_What you will do_
What lines of the data below include the word "floor"? Report them by copying each.

──────── Data to use ────────

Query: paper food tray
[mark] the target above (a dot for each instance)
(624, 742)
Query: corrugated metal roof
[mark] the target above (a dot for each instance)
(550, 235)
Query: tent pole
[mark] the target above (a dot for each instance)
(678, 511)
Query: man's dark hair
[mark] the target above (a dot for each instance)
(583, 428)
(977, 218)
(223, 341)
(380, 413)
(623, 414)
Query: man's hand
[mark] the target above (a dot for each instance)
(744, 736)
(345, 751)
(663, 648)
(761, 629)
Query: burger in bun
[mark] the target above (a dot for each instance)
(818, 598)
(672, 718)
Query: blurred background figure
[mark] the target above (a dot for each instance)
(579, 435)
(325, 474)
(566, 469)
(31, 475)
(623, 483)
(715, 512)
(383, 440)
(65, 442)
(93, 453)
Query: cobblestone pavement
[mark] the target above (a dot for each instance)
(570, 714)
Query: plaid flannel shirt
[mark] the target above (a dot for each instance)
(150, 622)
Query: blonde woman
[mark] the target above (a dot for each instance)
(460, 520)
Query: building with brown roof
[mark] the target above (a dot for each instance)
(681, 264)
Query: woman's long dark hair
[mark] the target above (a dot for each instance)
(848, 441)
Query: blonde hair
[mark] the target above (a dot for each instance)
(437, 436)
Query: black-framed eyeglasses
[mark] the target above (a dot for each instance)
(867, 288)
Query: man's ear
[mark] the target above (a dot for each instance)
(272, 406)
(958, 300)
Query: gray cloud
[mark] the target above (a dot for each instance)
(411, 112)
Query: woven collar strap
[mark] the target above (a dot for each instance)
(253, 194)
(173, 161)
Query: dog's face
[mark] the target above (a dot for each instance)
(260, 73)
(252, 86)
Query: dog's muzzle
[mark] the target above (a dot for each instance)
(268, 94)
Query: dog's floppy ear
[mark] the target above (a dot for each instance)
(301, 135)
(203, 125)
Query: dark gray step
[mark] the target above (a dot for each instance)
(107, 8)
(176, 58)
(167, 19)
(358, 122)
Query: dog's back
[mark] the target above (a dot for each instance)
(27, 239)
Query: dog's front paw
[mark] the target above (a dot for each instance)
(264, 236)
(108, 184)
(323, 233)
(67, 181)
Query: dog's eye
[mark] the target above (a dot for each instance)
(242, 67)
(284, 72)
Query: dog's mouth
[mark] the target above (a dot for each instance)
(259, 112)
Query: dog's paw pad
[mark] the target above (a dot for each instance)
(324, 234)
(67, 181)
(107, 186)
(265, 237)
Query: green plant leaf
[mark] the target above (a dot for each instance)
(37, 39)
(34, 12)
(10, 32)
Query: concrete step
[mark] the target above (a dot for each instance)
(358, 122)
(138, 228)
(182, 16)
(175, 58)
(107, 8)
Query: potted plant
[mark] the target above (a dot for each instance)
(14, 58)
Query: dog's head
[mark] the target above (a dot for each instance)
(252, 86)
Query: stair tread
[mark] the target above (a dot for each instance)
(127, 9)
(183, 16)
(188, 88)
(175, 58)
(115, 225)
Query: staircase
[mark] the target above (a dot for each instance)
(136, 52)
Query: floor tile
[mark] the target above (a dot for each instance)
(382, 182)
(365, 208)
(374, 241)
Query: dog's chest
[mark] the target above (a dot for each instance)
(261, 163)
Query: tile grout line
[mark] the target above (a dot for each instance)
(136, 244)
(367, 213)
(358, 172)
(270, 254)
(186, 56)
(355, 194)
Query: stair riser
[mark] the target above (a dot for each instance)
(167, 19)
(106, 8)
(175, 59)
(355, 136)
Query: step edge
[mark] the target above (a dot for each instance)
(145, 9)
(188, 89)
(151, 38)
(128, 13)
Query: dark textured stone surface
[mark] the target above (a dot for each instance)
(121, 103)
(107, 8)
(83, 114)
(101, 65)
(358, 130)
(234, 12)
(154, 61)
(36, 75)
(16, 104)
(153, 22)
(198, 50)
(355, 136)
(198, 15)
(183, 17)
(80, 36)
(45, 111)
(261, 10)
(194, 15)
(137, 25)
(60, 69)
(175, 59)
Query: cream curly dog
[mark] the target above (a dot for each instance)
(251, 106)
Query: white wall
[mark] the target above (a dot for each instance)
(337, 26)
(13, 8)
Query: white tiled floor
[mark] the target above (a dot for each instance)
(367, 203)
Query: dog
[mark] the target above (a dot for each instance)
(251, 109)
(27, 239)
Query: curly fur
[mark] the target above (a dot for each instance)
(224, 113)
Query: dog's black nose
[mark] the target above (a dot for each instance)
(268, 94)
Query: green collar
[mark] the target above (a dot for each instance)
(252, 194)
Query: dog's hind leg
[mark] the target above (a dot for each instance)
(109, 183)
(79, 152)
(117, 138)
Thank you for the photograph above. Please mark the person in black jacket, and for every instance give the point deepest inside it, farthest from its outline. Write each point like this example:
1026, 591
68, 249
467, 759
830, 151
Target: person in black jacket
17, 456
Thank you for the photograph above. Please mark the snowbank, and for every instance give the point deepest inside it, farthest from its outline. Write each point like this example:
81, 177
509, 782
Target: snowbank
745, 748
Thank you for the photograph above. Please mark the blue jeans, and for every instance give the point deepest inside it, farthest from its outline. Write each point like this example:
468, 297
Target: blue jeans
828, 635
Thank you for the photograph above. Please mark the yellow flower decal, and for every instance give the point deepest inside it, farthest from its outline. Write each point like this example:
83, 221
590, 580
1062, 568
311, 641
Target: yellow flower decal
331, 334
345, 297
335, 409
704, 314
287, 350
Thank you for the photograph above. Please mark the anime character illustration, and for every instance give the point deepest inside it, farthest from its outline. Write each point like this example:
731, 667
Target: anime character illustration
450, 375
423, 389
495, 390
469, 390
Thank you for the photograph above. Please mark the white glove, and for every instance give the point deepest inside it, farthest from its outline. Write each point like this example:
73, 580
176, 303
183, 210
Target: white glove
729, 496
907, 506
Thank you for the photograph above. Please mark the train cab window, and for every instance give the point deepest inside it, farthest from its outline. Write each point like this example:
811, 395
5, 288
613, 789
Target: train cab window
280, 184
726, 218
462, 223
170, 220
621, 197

────────
──────── Data to use ────────

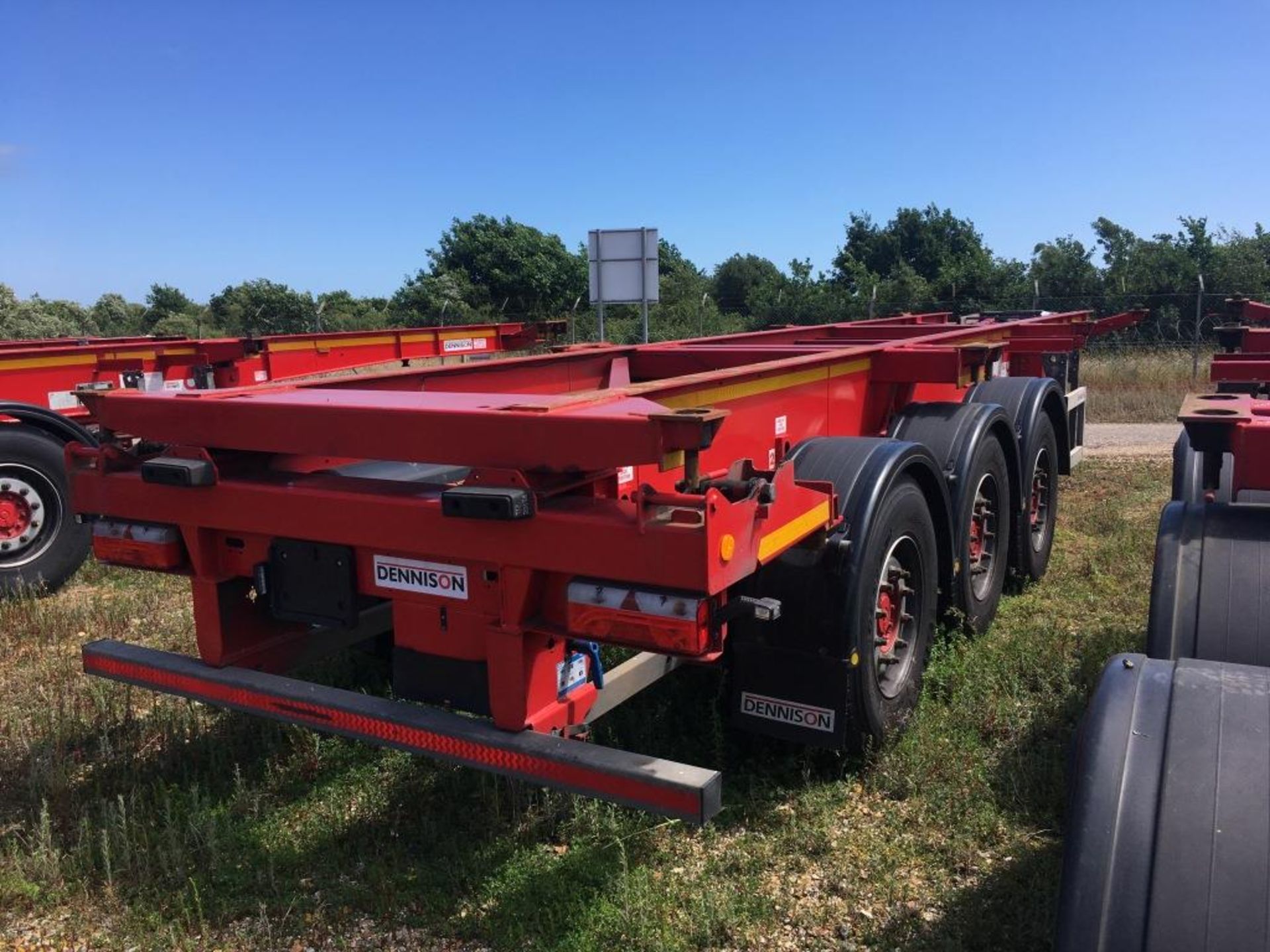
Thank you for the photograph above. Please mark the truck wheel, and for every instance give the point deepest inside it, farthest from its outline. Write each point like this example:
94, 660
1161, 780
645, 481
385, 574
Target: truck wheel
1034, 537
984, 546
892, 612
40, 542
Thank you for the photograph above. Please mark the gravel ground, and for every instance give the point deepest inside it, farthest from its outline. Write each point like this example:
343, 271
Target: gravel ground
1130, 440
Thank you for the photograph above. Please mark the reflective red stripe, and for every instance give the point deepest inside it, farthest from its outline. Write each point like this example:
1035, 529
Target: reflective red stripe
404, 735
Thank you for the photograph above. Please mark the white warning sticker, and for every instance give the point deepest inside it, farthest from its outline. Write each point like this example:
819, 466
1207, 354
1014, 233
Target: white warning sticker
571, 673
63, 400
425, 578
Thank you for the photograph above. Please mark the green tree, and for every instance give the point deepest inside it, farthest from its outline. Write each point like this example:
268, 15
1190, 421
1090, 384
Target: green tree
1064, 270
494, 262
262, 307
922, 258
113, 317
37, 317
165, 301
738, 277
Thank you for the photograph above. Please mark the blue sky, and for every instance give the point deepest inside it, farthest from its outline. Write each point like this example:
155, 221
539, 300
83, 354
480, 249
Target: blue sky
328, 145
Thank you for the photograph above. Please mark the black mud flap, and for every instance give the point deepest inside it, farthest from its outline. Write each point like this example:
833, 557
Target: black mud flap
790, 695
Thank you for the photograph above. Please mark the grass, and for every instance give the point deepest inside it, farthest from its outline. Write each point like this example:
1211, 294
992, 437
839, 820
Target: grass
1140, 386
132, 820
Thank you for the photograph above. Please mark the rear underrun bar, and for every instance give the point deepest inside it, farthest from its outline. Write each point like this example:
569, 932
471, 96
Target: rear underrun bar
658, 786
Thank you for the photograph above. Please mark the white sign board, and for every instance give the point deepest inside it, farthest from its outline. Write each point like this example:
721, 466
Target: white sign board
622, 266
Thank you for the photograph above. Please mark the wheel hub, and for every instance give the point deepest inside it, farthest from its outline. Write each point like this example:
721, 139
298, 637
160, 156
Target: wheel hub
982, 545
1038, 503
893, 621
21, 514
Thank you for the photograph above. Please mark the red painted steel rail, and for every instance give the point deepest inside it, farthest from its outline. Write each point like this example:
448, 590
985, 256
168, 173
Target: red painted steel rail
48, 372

────────

_Answer for this exercise_
Query: floor tile
Query: white tiled floor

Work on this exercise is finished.